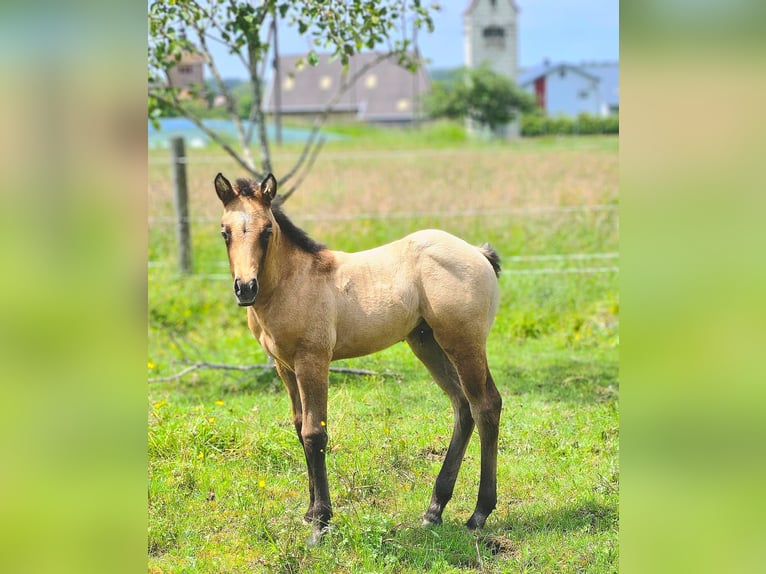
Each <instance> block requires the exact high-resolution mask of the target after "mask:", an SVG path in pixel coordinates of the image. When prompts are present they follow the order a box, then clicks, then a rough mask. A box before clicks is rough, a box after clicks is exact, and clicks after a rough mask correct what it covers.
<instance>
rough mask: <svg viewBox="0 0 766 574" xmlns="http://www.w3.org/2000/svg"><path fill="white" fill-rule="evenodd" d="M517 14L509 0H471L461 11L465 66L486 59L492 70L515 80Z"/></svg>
mask: <svg viewBox="0 0 766 574" xmlns="http://www.w3.org/2000/svg"><path fill="white" fill-rule="evenodd" d="M518 15H519V7H518V6H517V5H516V2H514V1H513V0H471V2H470V3H469V4H468V8H466V10H465V12H464V13H463V38H464V46H465V48H464V49H465V65H466V66H467V67H468V68H476V67H478V66H480V65H481V64H482V63H484V62H486V63H488V64H489V65H490V67H491V68H492V70H493V71H495V72H496V73H498V74H501V75H503V76H506V77H507V78H509V79H511V80H513V81H514V82H516V80H517V77H518V69H519V59H518V45H519V40H518V25H517V24H518Z"/></svg>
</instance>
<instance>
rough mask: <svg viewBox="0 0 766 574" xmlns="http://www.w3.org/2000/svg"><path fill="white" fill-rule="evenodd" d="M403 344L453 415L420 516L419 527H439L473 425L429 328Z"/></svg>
mask: <svg viewBox="0 0 766 574" xmlns="http://www.w3.org/2000/svg"><path fill="white" fill-rule="evenodd" d="M407 343H408V344H409V345H410V348H411V349H412V351H413V352H414V353H415V355H416V356H417V357H418V359H420V360H421V361H422V362H423V364H424V365H425V366H426V368H428V371H429V372H430V373H431V376H432V377H433V378H434V379H435V380H436V382H437V384H438V385H439V386H440V387H441V388H442V389H443V390H444V392H445V393H447V395H448V396H449V398H450V401H452V410H453V412H454V427H453V430H452V440H451V441H450V445H449V448H448V449H447V455H446V456H445V457H444V463H443V464H442V468H441V470H440V471H439V475H438V476H437V478H436V483H435V484H434V489H433V494H432V495H431V504H430V505H429V506H428V510H427V511H426V513H425V515H424V516H423V524H441V522H442V512H443V511H444V507H445V506H446V504H447V502H449V500H450V498H452V492H453V490H454V488H455V480H456V479H457V474H458V471H459V470H460V465H461V463H462V462H463V456H464V455H465V450H466V447H467V446H468V441H469V439H470V438H471V433H472V432H473V427H474V422H473V417H472V416H471V409H470V406H469V404H468V401H467V400H466V398H465V395H464V394H463V391H462V390H461V388H460V380H459V378H458V374H457V371H456V370H455V367H453V366H452V363H451V362H450V360H449V358H447V355H445V354H444V351H443V350H442V348H441V347H440V346H439V345H438V343H437V342H436V341H435V340H434V336H433V331H432V330H431V327H429V326H428V324H427V323H425V322H423V323H421V324H420V326H419V327H418V328H416V329H415V330H414V331H413V332H412V333H410V335H409V337H407Z"/></svg>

Exercise instructions — Copy verbatim the records from the line containing "</instance>" through the line containing "344L453 415L420 516L419", including both of those lines.

Reply —
</instance>
<instance>
rough mask: <svg viewBox="0 0 766 574" xmlns="http://www.w3.org/2000/svg"><path fill="white" fill-rule="evenodd" d="M403 344L453 415L420 516L419 527H439L473 425L429 328Z"/></svg>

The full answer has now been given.